- [Brief] Lay out the records below as a two-column CSV with the headers "text" and "answer". Give one row per record, put each field in double quotes, replace line breaks with spaces, and leave the pictures out.

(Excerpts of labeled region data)
========

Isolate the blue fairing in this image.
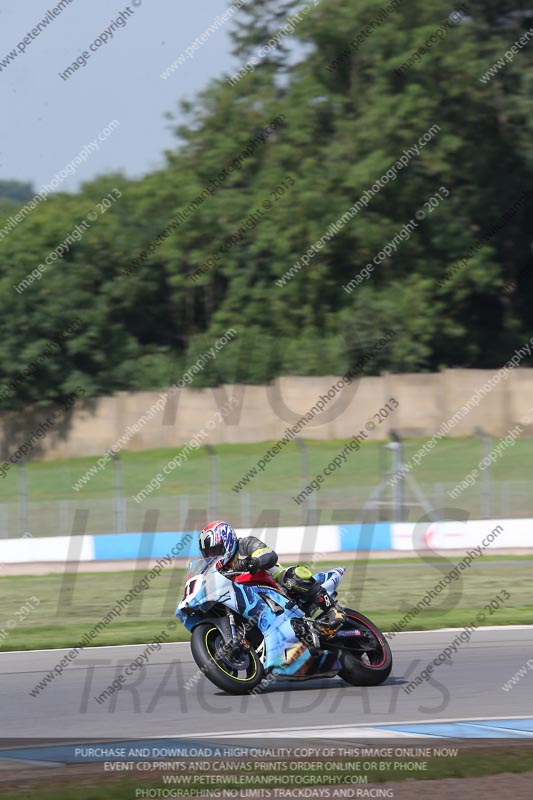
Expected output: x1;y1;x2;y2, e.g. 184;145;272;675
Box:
176;564;344;677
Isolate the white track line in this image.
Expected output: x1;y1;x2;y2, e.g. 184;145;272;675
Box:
150;714;531;739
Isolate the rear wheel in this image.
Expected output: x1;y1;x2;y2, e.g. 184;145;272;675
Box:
339;608;392;686
191;624;264;694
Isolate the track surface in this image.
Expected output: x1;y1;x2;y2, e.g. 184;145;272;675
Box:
0;626;533;741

========

- [Written solution]
text,answer
"Isolate the blue fairing in this image. Expected output: x1;y1;x2;y2, e.g. 184;145;272;675 Box:","176;564;344;677"
"Isolate the white track line in this image. Expected output: x1;y1;x2;y2, e.g. 184;145;272;675 Box:","150;714;531;739"
"Isolate the rear wheel in this image. Expected output: x1;y1;x2;y2, e.g. 184;145;272;675 Box:","339;608;392;686 191;624;264;694"
"Isolate the track surface in this image. Expected output: x1;y1;x2;y2, e.g. 184;145;272;675 Box:","0;626;533;741"